Data to use:
______
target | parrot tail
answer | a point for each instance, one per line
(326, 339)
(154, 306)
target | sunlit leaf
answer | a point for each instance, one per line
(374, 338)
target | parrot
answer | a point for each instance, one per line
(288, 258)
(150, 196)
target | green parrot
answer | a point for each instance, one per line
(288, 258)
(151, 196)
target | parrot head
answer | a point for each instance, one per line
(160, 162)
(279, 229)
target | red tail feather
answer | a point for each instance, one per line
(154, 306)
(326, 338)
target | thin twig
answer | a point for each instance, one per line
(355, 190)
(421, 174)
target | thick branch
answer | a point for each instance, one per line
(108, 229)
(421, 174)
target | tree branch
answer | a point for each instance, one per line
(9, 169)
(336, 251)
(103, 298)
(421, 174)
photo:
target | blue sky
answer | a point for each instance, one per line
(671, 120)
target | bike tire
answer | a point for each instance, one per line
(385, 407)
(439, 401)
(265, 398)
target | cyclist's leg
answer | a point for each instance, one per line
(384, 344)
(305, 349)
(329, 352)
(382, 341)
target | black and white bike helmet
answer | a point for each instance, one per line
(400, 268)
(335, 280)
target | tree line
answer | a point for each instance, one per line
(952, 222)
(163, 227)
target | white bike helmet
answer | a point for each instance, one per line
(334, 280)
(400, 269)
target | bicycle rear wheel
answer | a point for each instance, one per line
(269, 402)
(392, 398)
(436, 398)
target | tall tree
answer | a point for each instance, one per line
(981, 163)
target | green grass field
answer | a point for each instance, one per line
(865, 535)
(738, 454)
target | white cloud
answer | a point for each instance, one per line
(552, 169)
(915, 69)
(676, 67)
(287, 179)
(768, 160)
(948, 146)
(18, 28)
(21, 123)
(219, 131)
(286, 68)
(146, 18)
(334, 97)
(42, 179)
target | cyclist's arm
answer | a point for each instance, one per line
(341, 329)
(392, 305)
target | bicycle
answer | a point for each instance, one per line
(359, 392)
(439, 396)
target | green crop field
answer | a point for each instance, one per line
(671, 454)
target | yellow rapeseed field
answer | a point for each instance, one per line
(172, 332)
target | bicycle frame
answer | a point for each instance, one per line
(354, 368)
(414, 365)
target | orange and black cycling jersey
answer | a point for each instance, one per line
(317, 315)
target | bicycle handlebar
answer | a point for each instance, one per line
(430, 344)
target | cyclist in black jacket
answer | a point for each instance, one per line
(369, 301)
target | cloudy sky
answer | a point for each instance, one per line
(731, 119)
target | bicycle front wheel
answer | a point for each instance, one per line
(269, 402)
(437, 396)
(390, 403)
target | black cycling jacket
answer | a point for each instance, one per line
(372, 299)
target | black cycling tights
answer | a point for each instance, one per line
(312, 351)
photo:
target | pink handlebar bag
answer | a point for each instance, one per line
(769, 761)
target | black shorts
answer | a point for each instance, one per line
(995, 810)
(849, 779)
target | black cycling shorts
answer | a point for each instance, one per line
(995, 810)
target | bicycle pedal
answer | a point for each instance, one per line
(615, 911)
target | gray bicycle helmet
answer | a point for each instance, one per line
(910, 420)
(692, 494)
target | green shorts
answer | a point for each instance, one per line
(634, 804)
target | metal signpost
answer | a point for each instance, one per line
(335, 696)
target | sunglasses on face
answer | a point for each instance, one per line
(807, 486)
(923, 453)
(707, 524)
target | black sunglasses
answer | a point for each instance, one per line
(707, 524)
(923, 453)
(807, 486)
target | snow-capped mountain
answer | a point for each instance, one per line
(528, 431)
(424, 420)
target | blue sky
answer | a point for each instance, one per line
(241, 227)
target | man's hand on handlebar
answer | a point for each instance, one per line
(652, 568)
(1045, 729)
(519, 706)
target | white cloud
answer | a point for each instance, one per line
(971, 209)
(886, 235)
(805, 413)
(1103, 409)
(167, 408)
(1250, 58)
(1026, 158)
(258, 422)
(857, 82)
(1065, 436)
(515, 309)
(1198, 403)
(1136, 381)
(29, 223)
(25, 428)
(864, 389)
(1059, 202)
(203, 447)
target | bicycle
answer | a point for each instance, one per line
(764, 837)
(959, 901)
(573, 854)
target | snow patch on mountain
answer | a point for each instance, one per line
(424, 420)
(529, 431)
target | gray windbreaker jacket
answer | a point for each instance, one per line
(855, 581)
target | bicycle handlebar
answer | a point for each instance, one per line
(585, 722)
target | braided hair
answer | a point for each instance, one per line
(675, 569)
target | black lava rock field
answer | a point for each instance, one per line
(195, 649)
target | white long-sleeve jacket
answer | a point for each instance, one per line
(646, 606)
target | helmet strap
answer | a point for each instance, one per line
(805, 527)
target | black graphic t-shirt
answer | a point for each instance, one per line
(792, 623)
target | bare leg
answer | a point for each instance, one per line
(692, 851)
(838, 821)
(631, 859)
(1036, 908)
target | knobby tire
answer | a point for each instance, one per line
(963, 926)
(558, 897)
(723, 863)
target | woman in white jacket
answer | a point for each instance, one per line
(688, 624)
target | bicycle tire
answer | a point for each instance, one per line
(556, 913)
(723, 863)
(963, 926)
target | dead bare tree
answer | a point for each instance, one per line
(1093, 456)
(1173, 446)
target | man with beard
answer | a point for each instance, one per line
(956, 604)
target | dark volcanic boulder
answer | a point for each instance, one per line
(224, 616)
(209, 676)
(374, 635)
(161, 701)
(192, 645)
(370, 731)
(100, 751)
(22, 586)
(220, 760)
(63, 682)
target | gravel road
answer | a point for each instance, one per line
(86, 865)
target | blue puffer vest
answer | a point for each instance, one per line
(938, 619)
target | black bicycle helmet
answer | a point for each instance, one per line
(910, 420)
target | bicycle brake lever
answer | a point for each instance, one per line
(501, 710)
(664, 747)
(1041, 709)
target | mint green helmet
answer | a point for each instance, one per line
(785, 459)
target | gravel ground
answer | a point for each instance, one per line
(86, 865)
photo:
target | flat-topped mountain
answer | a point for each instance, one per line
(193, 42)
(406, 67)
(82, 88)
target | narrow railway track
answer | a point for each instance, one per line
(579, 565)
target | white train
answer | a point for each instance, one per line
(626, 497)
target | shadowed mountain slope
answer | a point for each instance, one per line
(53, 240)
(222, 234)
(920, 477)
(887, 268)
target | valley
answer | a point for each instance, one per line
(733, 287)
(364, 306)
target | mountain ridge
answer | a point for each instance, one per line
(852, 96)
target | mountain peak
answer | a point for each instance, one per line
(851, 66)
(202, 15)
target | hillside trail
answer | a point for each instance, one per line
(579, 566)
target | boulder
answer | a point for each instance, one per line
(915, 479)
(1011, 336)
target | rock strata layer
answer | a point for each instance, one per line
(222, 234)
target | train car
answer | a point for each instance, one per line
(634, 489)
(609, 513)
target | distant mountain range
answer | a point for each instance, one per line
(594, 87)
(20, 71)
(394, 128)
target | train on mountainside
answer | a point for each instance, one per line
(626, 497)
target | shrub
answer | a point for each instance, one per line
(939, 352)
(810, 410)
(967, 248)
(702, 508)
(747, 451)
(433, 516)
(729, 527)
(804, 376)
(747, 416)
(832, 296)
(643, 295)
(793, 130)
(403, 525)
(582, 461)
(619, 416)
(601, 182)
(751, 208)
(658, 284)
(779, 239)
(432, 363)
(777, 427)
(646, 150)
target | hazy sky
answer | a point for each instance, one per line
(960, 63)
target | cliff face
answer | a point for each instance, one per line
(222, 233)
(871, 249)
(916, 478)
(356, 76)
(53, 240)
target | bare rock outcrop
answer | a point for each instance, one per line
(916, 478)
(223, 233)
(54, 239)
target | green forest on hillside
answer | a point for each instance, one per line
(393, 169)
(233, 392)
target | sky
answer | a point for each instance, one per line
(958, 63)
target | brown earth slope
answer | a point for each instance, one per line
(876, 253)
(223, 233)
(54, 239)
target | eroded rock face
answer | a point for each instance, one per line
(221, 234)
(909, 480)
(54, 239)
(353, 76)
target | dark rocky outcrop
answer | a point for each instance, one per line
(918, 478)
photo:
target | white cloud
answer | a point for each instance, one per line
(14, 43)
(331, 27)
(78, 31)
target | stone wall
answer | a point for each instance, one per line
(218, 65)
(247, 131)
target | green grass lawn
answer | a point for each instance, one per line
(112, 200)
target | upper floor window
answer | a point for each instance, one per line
______
Prompt: The required answer is the run of lines above, starting at the line with "target | flat-topped mountain" and ending at the line with "target | shadowed mountain slope", reproduced exactly with both ends.

Answer for the task:
target | flat-topped mountain
answer | a point for each instance, one per line
(193, 42)
(406, 67)
(82, 88)
target | narrow railway track
answer | a point for each instance, one per line
(579, 565)
target | white train
answer | a point for each instance, one per line
(626, 497)
target | shadowed mountain slope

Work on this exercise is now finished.